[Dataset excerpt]
^^^^^^^^^^^^^^^^

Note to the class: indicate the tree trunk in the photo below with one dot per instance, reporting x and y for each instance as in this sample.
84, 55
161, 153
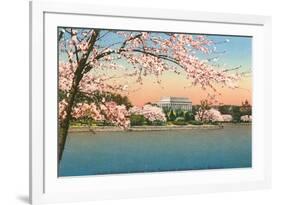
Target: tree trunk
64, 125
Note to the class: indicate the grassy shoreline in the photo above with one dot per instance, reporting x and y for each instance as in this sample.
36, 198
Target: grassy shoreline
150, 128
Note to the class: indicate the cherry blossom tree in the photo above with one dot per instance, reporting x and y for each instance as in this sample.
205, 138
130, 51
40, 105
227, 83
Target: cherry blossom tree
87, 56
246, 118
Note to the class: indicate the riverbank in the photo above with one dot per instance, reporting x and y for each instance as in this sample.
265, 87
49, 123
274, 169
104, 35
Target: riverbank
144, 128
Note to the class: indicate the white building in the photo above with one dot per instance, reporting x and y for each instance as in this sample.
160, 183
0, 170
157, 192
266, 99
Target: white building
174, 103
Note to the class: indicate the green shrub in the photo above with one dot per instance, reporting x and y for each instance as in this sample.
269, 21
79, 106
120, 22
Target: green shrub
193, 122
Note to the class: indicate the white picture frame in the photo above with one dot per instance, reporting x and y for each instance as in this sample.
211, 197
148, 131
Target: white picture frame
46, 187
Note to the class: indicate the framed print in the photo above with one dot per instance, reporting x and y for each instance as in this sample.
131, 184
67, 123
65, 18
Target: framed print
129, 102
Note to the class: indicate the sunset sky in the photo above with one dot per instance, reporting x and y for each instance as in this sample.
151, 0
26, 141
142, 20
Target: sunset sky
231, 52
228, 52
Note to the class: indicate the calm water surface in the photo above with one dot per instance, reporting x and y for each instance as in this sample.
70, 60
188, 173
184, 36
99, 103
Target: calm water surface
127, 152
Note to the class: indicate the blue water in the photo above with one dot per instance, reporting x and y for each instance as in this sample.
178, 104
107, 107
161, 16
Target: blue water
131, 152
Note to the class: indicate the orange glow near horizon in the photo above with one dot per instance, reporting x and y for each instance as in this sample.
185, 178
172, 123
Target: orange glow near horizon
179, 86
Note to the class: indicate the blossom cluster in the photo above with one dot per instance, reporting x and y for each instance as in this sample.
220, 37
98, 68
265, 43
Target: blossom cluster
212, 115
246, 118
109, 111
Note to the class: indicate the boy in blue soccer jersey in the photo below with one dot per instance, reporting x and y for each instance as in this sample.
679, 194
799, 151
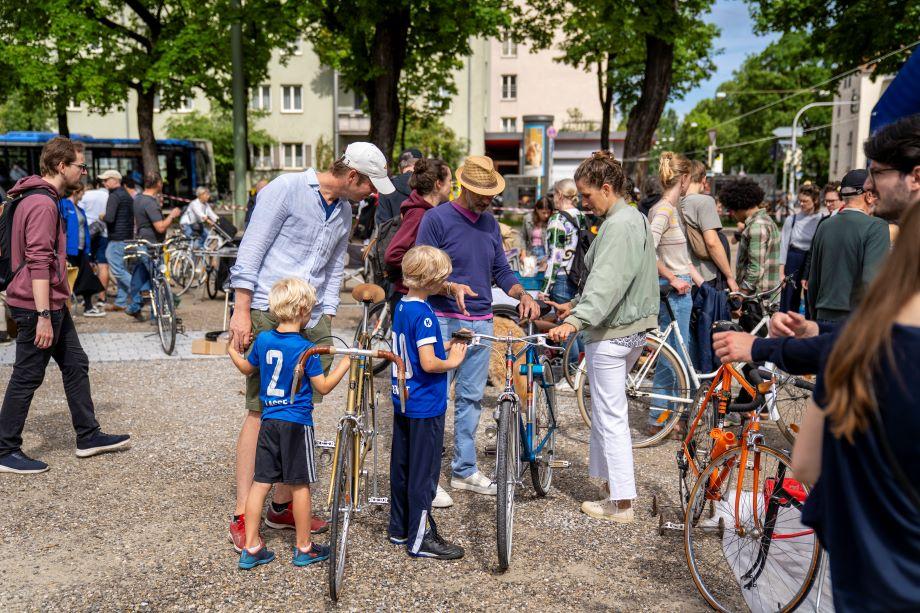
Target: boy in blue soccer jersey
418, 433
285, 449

^^^^^^^^^^^^^^^^

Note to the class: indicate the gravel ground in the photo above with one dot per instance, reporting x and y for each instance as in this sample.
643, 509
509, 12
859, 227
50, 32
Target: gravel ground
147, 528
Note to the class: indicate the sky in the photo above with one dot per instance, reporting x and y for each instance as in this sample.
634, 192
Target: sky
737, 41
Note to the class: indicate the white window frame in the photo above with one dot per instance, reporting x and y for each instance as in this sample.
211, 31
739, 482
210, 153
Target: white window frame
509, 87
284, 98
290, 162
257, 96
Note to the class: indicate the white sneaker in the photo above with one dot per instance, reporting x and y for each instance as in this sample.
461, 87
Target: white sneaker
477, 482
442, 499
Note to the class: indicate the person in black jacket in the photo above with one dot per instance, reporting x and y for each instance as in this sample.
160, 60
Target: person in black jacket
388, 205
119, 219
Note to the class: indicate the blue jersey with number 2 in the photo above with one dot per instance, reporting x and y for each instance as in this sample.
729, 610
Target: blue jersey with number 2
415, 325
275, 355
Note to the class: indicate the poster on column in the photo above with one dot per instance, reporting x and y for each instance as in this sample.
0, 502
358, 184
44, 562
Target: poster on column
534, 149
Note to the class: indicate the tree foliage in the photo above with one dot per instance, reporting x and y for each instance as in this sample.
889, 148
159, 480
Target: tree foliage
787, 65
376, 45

^^^^^^^^^^^^^^^^

> **Task**
Select every line in the items above that contains the word "shoreline", and copy those lines out.

> **Response**
Note to the class: indicate the grassy shoreline in the photo above with one dot per instance, reporting x and y for each instance as in this sample.
Target: grassy shoreline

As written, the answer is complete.